▸ SUPPLIED MATERIAL:

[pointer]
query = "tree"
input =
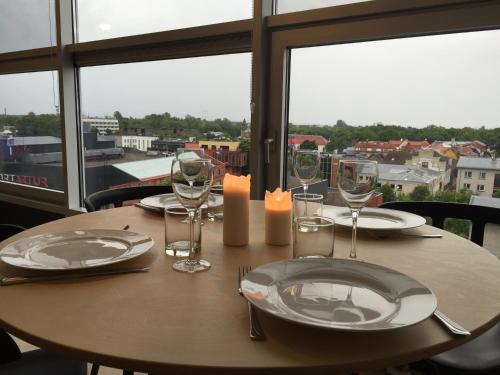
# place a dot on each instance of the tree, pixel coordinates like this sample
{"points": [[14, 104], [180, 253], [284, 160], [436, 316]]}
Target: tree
{"points": [[420, 193], [308, 145], [387, 192]]}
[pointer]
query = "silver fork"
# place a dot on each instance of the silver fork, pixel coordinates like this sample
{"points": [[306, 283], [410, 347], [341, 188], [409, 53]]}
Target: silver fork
{"points": [[256, 332]]}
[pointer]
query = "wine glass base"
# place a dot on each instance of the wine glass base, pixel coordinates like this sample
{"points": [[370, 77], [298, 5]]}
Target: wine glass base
{"points": [[191, 266]]}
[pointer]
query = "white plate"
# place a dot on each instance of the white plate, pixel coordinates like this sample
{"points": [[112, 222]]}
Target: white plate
{"points": [[338, 294], [75, 249], [374, 218], [159, 202]]}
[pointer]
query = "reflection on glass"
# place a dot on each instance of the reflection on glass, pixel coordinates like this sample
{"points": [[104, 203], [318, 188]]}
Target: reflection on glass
{"points": [[103, 19], [27, 24], [30, 130]]}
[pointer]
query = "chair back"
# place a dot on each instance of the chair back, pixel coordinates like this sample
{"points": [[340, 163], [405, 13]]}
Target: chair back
{"points": [[439, 211], [95, 201]]}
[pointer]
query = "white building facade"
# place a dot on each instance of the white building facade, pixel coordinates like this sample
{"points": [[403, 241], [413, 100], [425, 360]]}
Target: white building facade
{"points": [[139, 142], [477, 175], [103, 125]]}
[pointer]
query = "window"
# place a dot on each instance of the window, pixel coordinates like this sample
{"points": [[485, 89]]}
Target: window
{"points": [[172, 101], [286, 6], [30, 138], [27, 24], [104, 19]]}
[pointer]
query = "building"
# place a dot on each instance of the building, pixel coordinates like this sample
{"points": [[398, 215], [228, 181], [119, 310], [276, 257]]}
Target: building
{"points": [[103, 125], [405, 178], [295, 140], [139, 142], [325, 166], [430, 159], [216, 145], [478, 175]]}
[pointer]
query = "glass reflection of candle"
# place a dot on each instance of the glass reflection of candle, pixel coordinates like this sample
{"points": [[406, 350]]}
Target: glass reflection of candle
{"points": [[278, 207], [236, 210]]}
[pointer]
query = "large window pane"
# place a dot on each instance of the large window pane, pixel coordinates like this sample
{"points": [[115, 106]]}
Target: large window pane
{"points": [[30, 138], [27, 24], [426, 108], [103, 19], [287, 6], [135, 116]]}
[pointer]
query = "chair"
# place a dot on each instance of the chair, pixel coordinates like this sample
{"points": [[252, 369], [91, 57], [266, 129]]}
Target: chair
{"points": [[483, 353], [40, 362], [95, 201]]}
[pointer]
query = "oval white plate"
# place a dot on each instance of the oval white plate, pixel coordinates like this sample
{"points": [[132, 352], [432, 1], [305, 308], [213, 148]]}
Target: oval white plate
{"points": [[374, 218], [338, 294], [76, 249]]}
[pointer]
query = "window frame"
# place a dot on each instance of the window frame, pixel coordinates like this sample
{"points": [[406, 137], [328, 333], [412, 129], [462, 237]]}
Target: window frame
{"points": [[269, 37], [351, 23]]}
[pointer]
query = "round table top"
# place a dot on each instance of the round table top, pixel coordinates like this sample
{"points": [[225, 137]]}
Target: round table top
{"points": [[163, 320]]}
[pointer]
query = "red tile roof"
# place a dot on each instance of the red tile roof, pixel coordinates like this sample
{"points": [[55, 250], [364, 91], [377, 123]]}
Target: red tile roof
{"points": [[294, 139]]}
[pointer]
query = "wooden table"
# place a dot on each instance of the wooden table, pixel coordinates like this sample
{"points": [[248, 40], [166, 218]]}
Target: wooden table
{"points": [[169, 322]]}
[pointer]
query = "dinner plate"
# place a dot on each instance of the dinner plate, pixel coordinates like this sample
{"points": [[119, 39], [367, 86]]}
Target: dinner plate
{"points": [[374, 218], [76, 249], [159, 202], [338, 294]]}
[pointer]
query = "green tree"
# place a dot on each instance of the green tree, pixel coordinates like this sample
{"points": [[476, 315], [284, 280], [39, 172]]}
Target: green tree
{"points": [[308, 145], [245, 145], [387, 192], [420, 193]]}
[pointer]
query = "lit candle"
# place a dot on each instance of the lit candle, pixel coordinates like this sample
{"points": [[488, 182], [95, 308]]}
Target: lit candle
{"points": [[278, 207], [236, 210]]}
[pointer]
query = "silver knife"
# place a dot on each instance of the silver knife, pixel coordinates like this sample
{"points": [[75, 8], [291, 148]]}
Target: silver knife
{"points": [[5, 281]]}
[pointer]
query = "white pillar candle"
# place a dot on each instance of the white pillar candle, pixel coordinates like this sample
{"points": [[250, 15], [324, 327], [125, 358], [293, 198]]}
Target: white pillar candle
{"points": [[278, 216], [236, 210]]}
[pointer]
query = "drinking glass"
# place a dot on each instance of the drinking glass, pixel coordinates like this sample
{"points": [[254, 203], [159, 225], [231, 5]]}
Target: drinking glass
{"points": [[356, 181], [215, 203], [306, 166], [313, 237], [191, 182], [177, 232]]}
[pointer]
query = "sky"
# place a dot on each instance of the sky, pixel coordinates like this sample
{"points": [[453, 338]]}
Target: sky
{"points": [[449, 80]]}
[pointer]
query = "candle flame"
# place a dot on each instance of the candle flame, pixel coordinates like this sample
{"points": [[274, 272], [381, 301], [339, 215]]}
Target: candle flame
{"points": [[278, 199], [240, 183]]}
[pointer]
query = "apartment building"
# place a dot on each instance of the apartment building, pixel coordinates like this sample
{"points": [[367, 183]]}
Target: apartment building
{"points": [[478, 175]]}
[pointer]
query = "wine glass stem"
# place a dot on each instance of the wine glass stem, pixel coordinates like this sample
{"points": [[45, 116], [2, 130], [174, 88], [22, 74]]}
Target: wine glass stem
{"points": [[355, 214], [305, 187], [192, 217]]}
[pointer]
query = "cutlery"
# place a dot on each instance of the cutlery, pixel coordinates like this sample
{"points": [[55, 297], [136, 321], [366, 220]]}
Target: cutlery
{"points": [[256, 332], [454, 327], [5, 281]]}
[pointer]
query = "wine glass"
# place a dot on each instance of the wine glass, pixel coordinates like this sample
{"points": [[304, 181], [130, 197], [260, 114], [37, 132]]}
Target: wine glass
{"points": [[356, 181], [191, 182], [306, 166]]}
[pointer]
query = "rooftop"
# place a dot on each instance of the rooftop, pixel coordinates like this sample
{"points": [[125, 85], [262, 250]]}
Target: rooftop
{"points": [[479, 163], [406, 173]]}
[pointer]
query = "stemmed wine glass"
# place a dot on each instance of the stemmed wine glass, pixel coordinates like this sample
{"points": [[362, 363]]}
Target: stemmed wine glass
{"points": [[306, 166], [356, 181], [191, 182]]}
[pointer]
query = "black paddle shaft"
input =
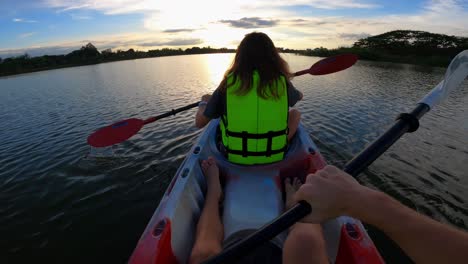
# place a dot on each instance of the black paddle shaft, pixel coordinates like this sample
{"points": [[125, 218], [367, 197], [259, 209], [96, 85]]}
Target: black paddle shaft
{"points": [[404, 123]]}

▸ EXERCISE BRIEF: Reproduce all of the material exactly, apart from the pictures.

▸ SOLUTION BELOW:
[pointer]
query = "tree"
input =
# place a dot on each instance of the tree, pixel coordinates like this sample
{"points": [[14, 104], [180, 253], [284, 160], [436, 316]]}
Target: tree
{"points": [[420, 193], [308, 145], [387, 192]]}
[pointer]
query = "silver fork"
# place a dot on each instance of the silver fork, pixel coordinates like this sample
{"points": [[306, 283], [410, 347], [341, 188], [409, 53]]}
Target: silver fork
{"points": [[256, 332]]}
[pointer]
query = "wine glass base"
# place a dot on each instance of the wine glass base, pixel coordinates like this sample
{"points": [[370, 77], [298, 5]]}
Target: wine glass base
{"points": [[191, 266]]}
[pointer]
query = "white plate"
# place a dot on each instance of the white plate, pixel coordinates like this sample
{"points": [[112, 222]]}
Target: white plate
{"points": [[338, 294], [75, 249], [374, 218], [159, 202]]}
[pointer]
query = "reflection on glass"
# place a dot on each instance of the reflection on glass, pixel coordinates like this sample
{"points": [[104, 203], [318, 188]]}
Target: reflection on glass
{"points": [[103, 19], [27, 24], [30, 130]]}
[pointer]
query = "chair back"
# place a dot on each instance of the chair back, pixel coordinates like this sample
{"points": [[340, 163], [405, 13]]}
Target: chair back
{"points": [[439, 211], [95, 201]]}
[pointer]
query = "white building facade"
# place a dot on each instance of the white building facade, pixel coordinates like this sample
{"points": [[403, 241], [413, 100], [425, 360]]}
Target: white building facade
{"points": [[139, 142], [477, 175], [103, 125]]}
[pointer]
query = "window"
# place a dot on each instance of the window, pixel coordinates like this sample
{"points": [[485, 89]]}
Target: window
{"points": [[172, 101], [286, 6], [30, 138], [27, 24], [104, 19]]}
[pointer]
query = "building"
# place a dot on each instance of the building, pixel coordinates like this sample
{"points": [[398, 215], [228, 181], [119, 310], [276, 257]]}
Target: building
{"points": [[103, 125], [405, 178], [295, 140], [139, 142], [325, 166], [430, 159], [216, 145], [478, 175]]}
[pointer]
query = "glass reflection of candle"
# place a dot on each instance of the glass reflection of candle, pixel coordinates like this sample
{"points": [[406, 350]]}
Target: glass reflection of candle
{"points": [[278, 207], [236, 210]]}
[pointer]
query = "large window pane"
# place a dot on each instance of the large window pane, pixel coordinates like this sample
{"points": [[115, 106]]}
Target: large window pane
{"points": [[30, 138], [27, 24], [426, 108], [103, 19], [287, 6], [135, 116]]}
[pointer]
query = "chair"
# place a dot on each instance of the chair, pixel coordinates like this sample
{"points": [[252, 369], [91, 57], [266, 129]]}
Target: chair
{"points": [[483, 353], [40, 362], [95, 201]]}
[pointer]
query = "oval white plate"
# place a dot on each instance of the oval white plate, pixel coordinates like this sample
{"points": [[132, 352], [432, 1], [305, 308], [213, 148]]}
Target: oval white plate
{"points": [[374, 218], [338, 294], [76, 249]]}
[pointer]
query = "window frame"
# place a dot on each instance of the window frame, pixel coordinates like this sample
{"points": [[406, 137], [328, 333], [412, 129], [462, 237]]}
Target: window frame
{"points": [[269, 37], [351, 23]]}
[pointer]
query = "round table top"
# place a dot on each instance of the round table top, pixel coordinates like this sample
{"points": [[225, 137]]}
Target: round table top
{"points": [[163, 320]]}
[pointer]
query = "red tile roof"
# place a dot on each instance of the red tile roof, pixel coordinates like this sample
{"points": [[55, 250], [364, 91], [377, 123]]}
Target: red tile roof
{"points": [[294, 139]]}
[pointer]
query = "wooden table"
# place a dot on each instance of the wooden table, pixel coordinates like this sample
{"points": [[248, 40], [166, 218]]}
Target: wooden table
{"points": [[169, 322]]}
[pointer]
query = "dinner plate"
# place a dot on each instance of the dinner plate, pixel coordinates like this sample
{"points": [[119, 39], [367, 86]]}
Target: dinner plate
{"points": [[374, 218], [76, 249], [159, 202], [338, 294]]}
[pointer]
query = "green tree"
# place a dot on each instance of the green tree, pixel coordinates like this sample
{"points": [[476, 315], [284, 280], [39, 172]]}
Target: green tree
{"points": [[308, 145], [245, 145], [387, 192], [420, 193]]}
[pointer]
query = "lit candle"
# place a dot on each instance of the lit candle, pixel coordinates like this sample
{"points": [[488, 182], [95, 308]]}
Target: lit candle
{"points": [[278, 207], [236, 210]]}
[pointer]
query = "silver knife"
# place a dot on each instance of the silver knife, pixel coordinates like this sample
{"points": [[75, 8], [291, 148]]}
Target: silver knife
{"points": [[5, 281]]}
[pointer]
query = "white pillar candle"
# place a dot on each instance of the white pillar candle, pixel coordinates like this sample
{"points": [[250, 15], [324, 327], [125, 358], [293, 198]]}
Target: white pillar candle
{"points": [[278, 216], [236, 210]]}
[pointer]
query = "drinking glass"
# place a dot on each instance of the drinking glass, pixel coordinates like this sample
{"points": [[254, 203], [159, 225], [231, 5]]}
Target: drinking glass
{"points": [[356, 181], [215, 203], [306, 166], [313, 237], [191, 182], [177, 232]]}
[pointer]
query = "sky"
# place a dot on each instance of the sky, pixel coordinates like this sample
{"points": [[453, 338]]}
Target: sky
{"points": [[449, 80]]}
[pointer]
query = "candle flame"
# place a dot on each instance of the candle flame, pixel coordinates like this sample
{"points": [[274, 272], [381, 301], [339, 215]]}
Target: candle flame
{"points": [[278, 199], [240, 183]]}
[pointer]
query = "apartment building"
# place a dot on each instance of the apartment building, pixel coordinates like this sample
{"points": [[367, 183]]}
Target: apartment building
{"points": [[478, 175]]}
[pointer]
query = "wine glass stem"
# place a dot on each instance of the wine glass stem, pixel coordinates like this sample
{"points": [[45, 116], [2, 130], [174, 88], [22, 74]]}
Target: wine glass stem
{"points": [[355, 214], [305, 187], [192, 217]]}
[pointer]
query = "cutlery"
# place a dot on each instance of the cutlery, pixel coordinates like this sample
{"points": [[55, 297], [136, 321], [366, 220]]}
Target: cutlery
{"points": [[256, 332], [454, 327], [5, 281]]}
[pointer]
query = "wine glass"
# place a dot on each instance of the wine glass, pixel coordinates like this sample
{"points": [[304, 181], [130, 197], [260, 114], [37, 132]]}
Target: wine glass
{"points": [[356, 181], [191, 182], [306, 166]]}
[pointer]
query = "rooftop"
# place a dot on each instance of the rooftop, pixel coordinates like this sample
{"points": [[125, 85], [262, 250]]}
Target: rooftop
{"points": [[479, 163], [406, 173]]}
[pointer]
query = "stemmed wine glass"
# place a dot on each instance of the stemmed wine glass, pixel coordinates like this sample
{"points": [[362, 363]]}
Target: stemmed wine glass
{"points": [[306, 166], [356, 181], [191, 182]]}
[pointer]
query = "black paddle shaft"
input =
# place a dot on each instance of the black paddle shaft, pixel coordinates like this sample
{"points": [[125, 218], [367, 197], [259, 209], [96, 85]]}
Target: black paddle shaft
{"points": [[404, 123]]}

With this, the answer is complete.